__Goal of the exercise__. Pick up the passage below about Rudy Baylor's courtroom fight and continue it from its final sentence.

__Provided text__.
Meanwhile, Rudy keeps one eye on Kelly’s case. He takes her back to her house to collect her belongings after he has convinced her to file for divorce. Once there, Rudy is forced into a confrontation with Cliff, her abusive mate. When Cliff begins brutally slapping his wife around, Rudy intervenes, and they engage in savage hand-to-hand combat in which a lot of furniture is smashed to pieces. This is the most harrowing depiction of domestic violence in a Coppola film since Carlo attacked Connie in The Godfather.
Rudy finally knocks Cliff senseless with Cliff’s own ball bat. Thinking that Cliff has been subdued, he stalks out of the house. But Cliff comes to. The terrified Kelly picks up the bat that Rudy had discarded and administers what turns out to be a death blow with a resounding thud. Kelly has killed her husband, but Rudy eloquently convinces the district attorney that she did so in self-defense.
In the movie’s deeply moving climax, Rudy presents documentation that proves that the life of Donny Ray Black—who has died in the course of the trial—could have been saved by the operation that the criminally negligent insurance company patently should have funded. Rudy shows in open court the videotape of Donny Ray’s deposition, made shortly before his death, in which he testifies, “Leukemia was detected in plenty of time for a bone-marow transplant to save my life.” Rudy shrewdly freezes the image of the haggard, pale young man on the screen in the courtroom, and Donny Ray seems to be staring plaintively, with dark circles under his eyes, directly at Wilfred Keely, the CEO of Great Benefit. Then, for good measure, Donny Ray’s wretched father strides over to Keely and silently thrusts a cherished photograph of his dead boy in Keely’s face, while the CEO averts his eyes in shame.
The jury ultimately sees through the slick and manipulative legal tactics of the high-powered lawyer, Leo Drummond, while at the same time the jurors are favorably impressed by Rudy’s sincere, straightforward defense of his client. The jury, accordingly, awards the Black family $50 million in punitive damages. Consequently, the movie’s title refers to a lawyer who causes a deluge of cash to rain down on his client. In short, Rudy Baylor is a latter-day David, who has vanquished Goliath in the person of big-time attorney Leo Drummond, whose client, Great Benefit, is bankrupted by the verdict. Keely shortly thereafter is apprehended at the airport as he desperately attempts to flee the country.
When Rudy mulls over his triumph, he wonders if he really wants to wear the mantle of a legal eagle, which this case has conferred upon him. He considers instant retirement from the law profession: “Every client that I ever have will expect this kind of victory, nothing less,” he says in a voiceover. He is not sure he can live up to such grandiose expectations. “I still love the law,” he adds, “but maybe I should be teaching it, rather than practicing it.” As the movie ends, Rudy and Kelly are driving away from Memphis, preparing to build a new life somewhere else.

__Record extracts__.
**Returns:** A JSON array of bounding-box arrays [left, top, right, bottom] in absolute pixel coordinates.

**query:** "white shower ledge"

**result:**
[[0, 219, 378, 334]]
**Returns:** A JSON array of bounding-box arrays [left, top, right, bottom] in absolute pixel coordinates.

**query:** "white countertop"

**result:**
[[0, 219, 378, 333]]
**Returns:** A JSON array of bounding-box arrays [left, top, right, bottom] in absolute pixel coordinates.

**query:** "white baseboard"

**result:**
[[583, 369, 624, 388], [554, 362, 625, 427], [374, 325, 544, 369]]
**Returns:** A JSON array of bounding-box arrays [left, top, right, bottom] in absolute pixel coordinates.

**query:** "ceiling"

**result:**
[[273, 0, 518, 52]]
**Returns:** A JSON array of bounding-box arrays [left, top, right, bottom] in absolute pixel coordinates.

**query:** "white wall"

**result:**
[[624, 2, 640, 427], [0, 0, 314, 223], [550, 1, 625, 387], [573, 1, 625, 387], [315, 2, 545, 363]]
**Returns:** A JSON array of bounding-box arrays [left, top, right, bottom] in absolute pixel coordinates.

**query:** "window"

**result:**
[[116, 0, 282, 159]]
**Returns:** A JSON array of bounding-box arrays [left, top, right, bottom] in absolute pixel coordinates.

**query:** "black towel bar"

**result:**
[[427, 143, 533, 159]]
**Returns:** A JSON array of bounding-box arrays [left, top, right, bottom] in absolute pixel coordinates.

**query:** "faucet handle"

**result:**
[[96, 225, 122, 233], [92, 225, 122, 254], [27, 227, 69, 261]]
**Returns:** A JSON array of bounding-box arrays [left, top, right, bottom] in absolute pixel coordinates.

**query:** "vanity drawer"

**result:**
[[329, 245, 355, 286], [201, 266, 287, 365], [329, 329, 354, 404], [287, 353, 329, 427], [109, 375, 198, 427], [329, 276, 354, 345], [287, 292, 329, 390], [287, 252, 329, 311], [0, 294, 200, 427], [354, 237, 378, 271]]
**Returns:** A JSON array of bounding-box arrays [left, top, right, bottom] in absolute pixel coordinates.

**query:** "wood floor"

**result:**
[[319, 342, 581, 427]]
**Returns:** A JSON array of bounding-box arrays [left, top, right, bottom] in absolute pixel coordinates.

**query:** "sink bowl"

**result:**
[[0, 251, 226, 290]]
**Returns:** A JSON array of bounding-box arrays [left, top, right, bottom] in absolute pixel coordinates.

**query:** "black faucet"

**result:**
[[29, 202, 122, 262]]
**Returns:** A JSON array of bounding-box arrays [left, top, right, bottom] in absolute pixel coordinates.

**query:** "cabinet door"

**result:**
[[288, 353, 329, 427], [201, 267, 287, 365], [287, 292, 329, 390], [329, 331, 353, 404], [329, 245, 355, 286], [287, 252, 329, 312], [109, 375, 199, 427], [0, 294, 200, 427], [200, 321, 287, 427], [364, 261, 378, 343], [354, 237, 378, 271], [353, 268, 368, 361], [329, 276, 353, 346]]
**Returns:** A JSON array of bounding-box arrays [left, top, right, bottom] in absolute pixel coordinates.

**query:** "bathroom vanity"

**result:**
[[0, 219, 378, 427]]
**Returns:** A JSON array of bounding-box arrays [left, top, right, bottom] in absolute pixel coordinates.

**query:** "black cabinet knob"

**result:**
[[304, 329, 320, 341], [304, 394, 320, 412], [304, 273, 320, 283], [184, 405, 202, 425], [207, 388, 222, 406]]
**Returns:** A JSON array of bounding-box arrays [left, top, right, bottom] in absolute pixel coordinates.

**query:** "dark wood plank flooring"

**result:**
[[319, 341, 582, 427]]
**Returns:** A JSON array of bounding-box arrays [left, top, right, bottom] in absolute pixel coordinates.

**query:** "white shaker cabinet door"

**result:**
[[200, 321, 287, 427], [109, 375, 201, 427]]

__Answer to this problem__.
Early in the film a client of Bruiser’s notices that he has a fish tank in his office with a shark swimming around in it. He observes, “A live shark in a lawyer’s office. It must be a joke.” Since Bruiser is a killer shark, it is no joke. Coppola ingeniously plants this incident at the beginning of the movie so that he can pick up on it at the end. As Rudy and Kelly ride off into the sunset, Rudy says on the sound track, “I don’t want to wake up some morning and find that I have become Leo Drummond. And then you’re nothing but another lawyer joke—just another shark in the dirty water.” The movie concludes on this thought-provoking reflection.
The Rainmaker opened on November 21, 1997, to critical hosannas and big box office. It earned $46 million in domestic rentals, rivaling the grosses of Godfather II. It was generally rated a well-crafted picture and by far the most satisfying adaptation of a John Grisham novel. Critics also agree that Herr’s cogent running narration gave the movie its spine, providing a pithy, morally nuanced commentary on the legal profession. Jonathan Rosenbaum applauded Matt Damon’s assured performance, plus the many star turns and glittering cameos by Jon Voight, Mickey Rourke, and Teresa Wright, as well as the solid work done by Mary Kay Place and Red West as Donny Ray’s parents and by Johnny Whitworth as Donny Ray. He also handed a well-deserved bouquet to Elmer Bernstein for his richly textured score.8 Bernstein’s underscore is one of the most evocative scores ever contributed to a film set in the Deep South and is redolent with the colors and rhythms of old-fashioned gutbucket jazz, featuring an electronic organ and a guitar.
Besides its barb-filled dialogue and luminous cast, one notes in The Rainmaker the sheer vibrancy of Coppola’s eye for detail and the scope of his storytelling. The film in essence affirms life in all its ambiguity and complexity, briefly banishing death even while contemplating it.
Michael Wilmington, who awarded the film his top rating of four stars, is not alone in comparing The Rainmaker, with its brilliant courtroom crossfire, to Otto Preminger’s classic courtroom drama Anatomy of a Murder (1959). The Rainmaker, Wilmington contends, is “a richer, deeper, more enjoyable work” than most films about court cases. “Working near the top of his form, Coppola and his extraordinary cast and company turn an expert, crowd-pleasing best seller into a film of greater warmth, humanity, and humor.”9 As such, the picture richly deserves to be called, in this writer’s view, one of the best courtroom dramas ever made.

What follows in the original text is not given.